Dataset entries

▬▬▬

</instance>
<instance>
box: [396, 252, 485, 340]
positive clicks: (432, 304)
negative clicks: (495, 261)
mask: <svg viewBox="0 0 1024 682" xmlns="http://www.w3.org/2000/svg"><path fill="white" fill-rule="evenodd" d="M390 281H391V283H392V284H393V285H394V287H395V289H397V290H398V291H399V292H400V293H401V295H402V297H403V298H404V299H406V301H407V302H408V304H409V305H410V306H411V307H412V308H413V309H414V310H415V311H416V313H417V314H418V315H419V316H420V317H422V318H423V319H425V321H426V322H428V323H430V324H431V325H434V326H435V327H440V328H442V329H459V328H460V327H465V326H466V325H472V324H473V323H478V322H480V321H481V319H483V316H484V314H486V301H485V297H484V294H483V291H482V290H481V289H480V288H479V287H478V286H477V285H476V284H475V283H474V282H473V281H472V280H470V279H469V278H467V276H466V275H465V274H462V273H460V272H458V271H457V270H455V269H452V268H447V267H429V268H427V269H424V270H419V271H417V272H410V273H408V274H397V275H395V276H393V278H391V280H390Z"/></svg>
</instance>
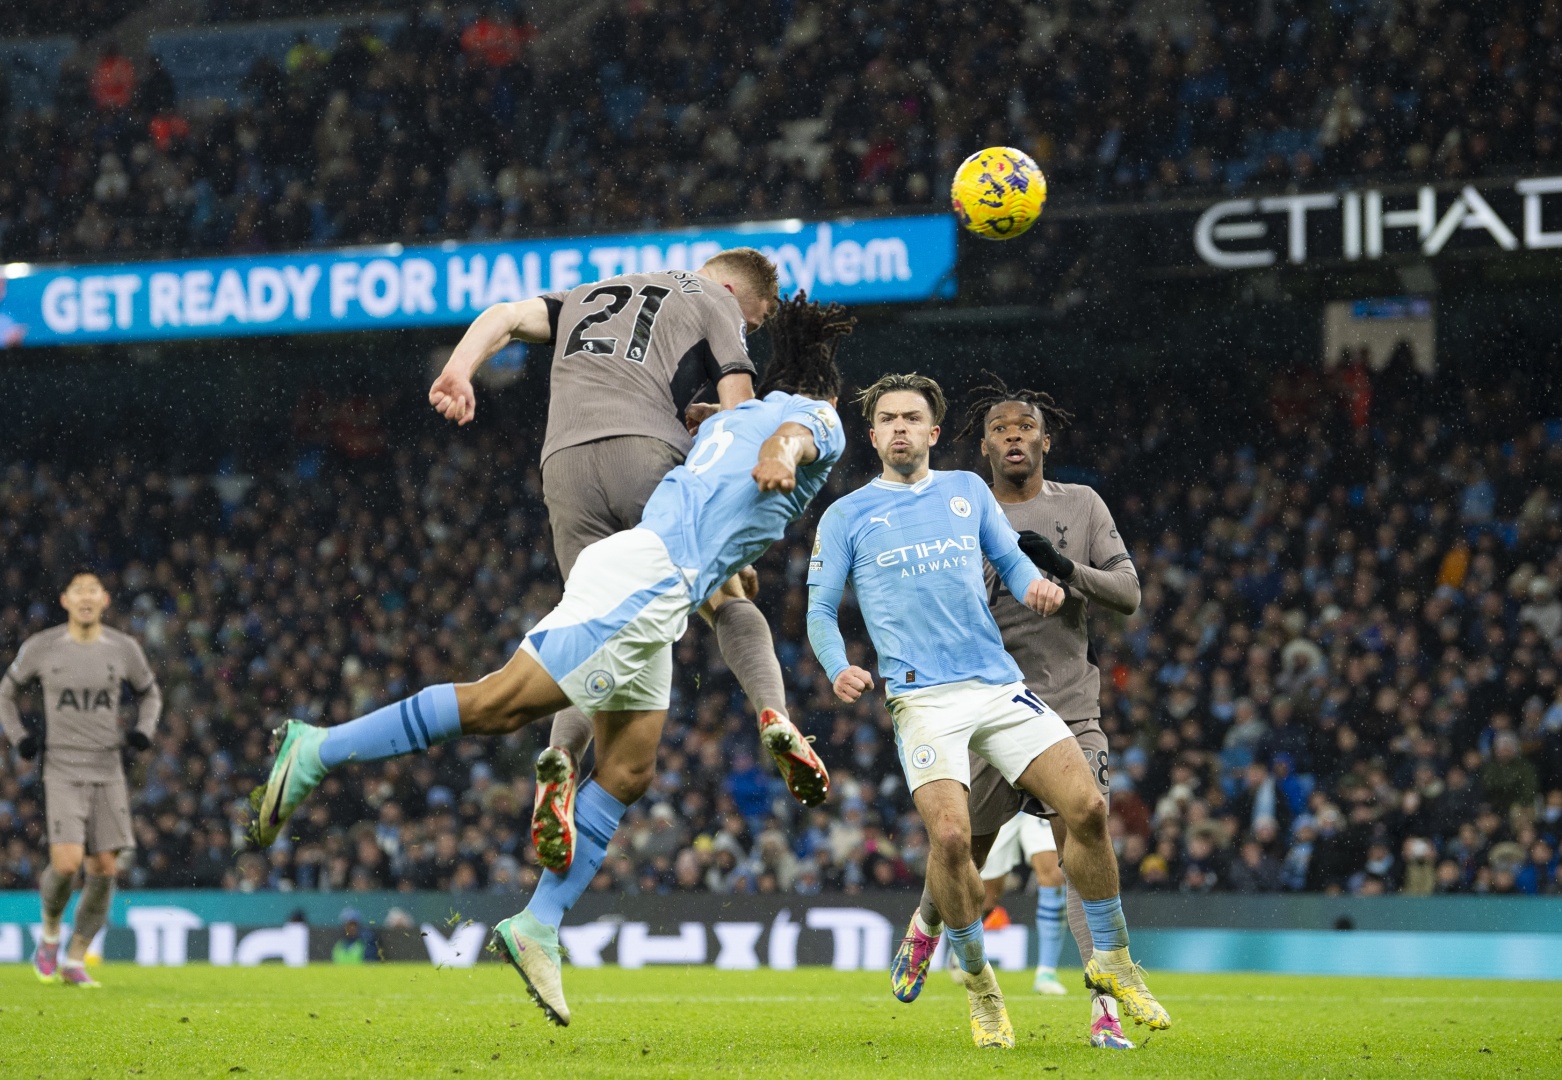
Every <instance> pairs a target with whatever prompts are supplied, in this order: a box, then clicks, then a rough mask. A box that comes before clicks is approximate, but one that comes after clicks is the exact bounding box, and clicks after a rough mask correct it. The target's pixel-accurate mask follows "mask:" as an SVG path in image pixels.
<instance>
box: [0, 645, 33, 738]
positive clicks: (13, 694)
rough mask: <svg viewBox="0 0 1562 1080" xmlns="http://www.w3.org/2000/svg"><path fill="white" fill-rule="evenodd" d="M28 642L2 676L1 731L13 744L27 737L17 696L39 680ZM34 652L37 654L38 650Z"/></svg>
mask: <svg viewBox="0 0 1562 1080" xmlns="http://www.w3.org/2000/svg"><path fill="white" fill-rule="evenodd" d="M27 645H28V642H27V641H23V642H22V649H19V650H17V653H16V660H12V661H11V666H9V667H6V671H5V674H3V675H0V730H5V736H6V738H8V739H11V744H12V746H14V744H17V742H20V741H22V738H23V736H25V735H27V728H25V727H22V710H20V708H17V703H16V696H17V694H19V692H20V691H22V688H23V686H27V685H28V683H31V681H33V680H34V678H37V666H36V664H34V663H33V660H31V656H28V649H27ZM33 652H37V650H36V649H34V650H33Z"/></svg>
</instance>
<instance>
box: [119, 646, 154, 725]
mask: <svg viewBox="0 0 1562 1080" xmlns="http://www.w3.org/2000/svg"><path fill="white" fill-rule="evenodd" d="M125 678H127V680H128V681H130V688H131V689H134V691H136V727H133V728H131V730H130V735H127V736H125V742H127V744H128V746H130V749H131V750H145V749H147V747H150V746H152V733H153V731H156V730H158V719H159V717H161V716H162V688H159V686H158V677H156V675H153V674H152V664H148V663H147V653H144V652H142V650H141V645H139V644H137V642H130V669H128V671H127V674H125Z"/></svg>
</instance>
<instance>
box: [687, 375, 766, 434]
mask: <svg viewBox="0 0 1562 1080" xmlns="http://www.w3.org/2000/svg"><path fill="white" fill-rule="evenodd" d="M715 397H717V400H715V402H689V405H687V406H684V427H687V428H689V435H690V436H698V435H700V425H701V424H704V422H706V420H709V419H711V417H712V416H715V414H717V413H720V411H723V409H736V408H737V406H739V405H742V403H744V402H748V400H753V397H754V377H753V375H750V374H748V372H731V374H728V375H722V377H720V378H719V380H715Z"/></svg>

▬▬▬

- What needs to be done:
Rewrite the entries above with "positive clicks" changed to "foreground clicks" everywhere and everything else left as it is. Leave the pictures out of your answer.

- Solution for this problem:
</instance>
<instance>
box: [396, 252, 485, 340]
foreground clicks: (432, 304)
negative clicks: (495, 261)
mask: <svg viewBox="0 0 1024 682" xmlns="http://www.w3.org/2000/svg"><path fill="white" fill-rule="evenodd" d="M390 281H391V283H392V284H393V285H394V287H395V289H397V290H398V291H399V292H400V293H401V295H402V297H403V298H404V299H406V301H407V302H408V304H409V305H410V306H411V307H412V308H413V309H414V310H415V311H416V313H417V314H418V315H419V316H420V317H422V318H423V319H425V321H426V322H428V323H430V324H431V325H434V326H435V327H440V328H442V329H459V328H460V327H465V326H466V325H472V324H473V323H478V322H480V321H481V319H483V316H484V314H486V301H485V297H484V294H483V291H482V290H481V289H480V288H479V287H478V286H477V285H476V284H475V283H474V282H473V281H472V280H470V279H469V278H467V276H466V275H465V274H462V273H460V272H458V271H457V270H455V269H452V268H447V267H429V268H427V269H424V270H419V271H417V272H410V273H408V274H397V275H395V276H393V278H391V280H390Z"/></svg>
</instance>
Every <instance> pairs a target with whatever prompts are supplied, in this order: a box, then clicks, then a rough mask. A box that comes before clicks is approximate, but one that comes after clicks is the exact bounding box, and clicks after a rough mask correct it. The target's pixel-accurate mask follows "mask:" as an SVG path in image pixels.
<instance>
box: [0, 645, 33, 738]
foreground clicks: (13, 694)
rough mask: <svg viewBox="0 0 1562 1080" xmlns="http://www.w3.org/2000/svg"><path fill="white" fill-rule="evenodd" d="M28 642L2 676L1 731L13 744L27 737L17 696L39 680ZM34 652L37 654L38 650Z"/></svg>
mask: <svg viewBox="0 0 1562 1080" xmlns="http://www.w3.org/2000/svg"><path fill="white" fill-rule="evenodd" d="M27 645H28V642H27V641H23V642H22V649H19V650H17V653H16V660H12V661H11V666H9V667H6V671H5V674H3V675H0V730H5V736H6V738H8V739H11V744H12V746H14V744H17V742H20V741H22V738H23V736H25V735H27V728H25V727H22V710H20V708H17V703H16V696H17V694H19V692H20V691H22V688H23V686H27V685H28V683H31V681H33V680H34V678H37V666H36V664H34V663H33V660H31V656H28V649H27ZM33 652H37V650H36V649H34V650H33Z"/></svg>
</instance>
<instance>
box: [119, 646, 154, 725]
mask: <svg viewBox="0 0 1562 1080" xmlns="http://www.w3.org/2000/svg"><path fill="white" fill-rule="evenodd" d="M125 678H127V680H128V681H130V688H131V689H134V691H136V727H133V728H131V730H130V735H127V736H125V742H127V744H128V746H130V749H131V750H145V749H147V747H150V746H152V733H153V731H156V730H158V719H159V717H161V716H162V688H159V686H158V677H156V675H153V674H152V664H148V663H147V653H144V652H142V650H141V645H139V644H137V642H130V669H128V671H127V674H125Z"/></svg>
</instance>
<instance>
box: [687, 375, 766, 434]
mask: <svg viewBox="0 0 1562 1080" xmlns="http://www.w3.org/2000/svg"><path fill="white" fill-rule="evenodd" d="M715 397H717V400H715V402H689V405H687V406H684V427H687V428H689V435H690V436H698V435H700V425H701V424H704V422H706V420H709V419H711V417H712V416H715V414H717V413H720V411H723V409H736V408H737V406H739V405H742V403H744V402H748V400H753V397H754V377H753V375H750V374H748V372H731V374H728V375H722V377H720V378H719V380H715Z"/></svg>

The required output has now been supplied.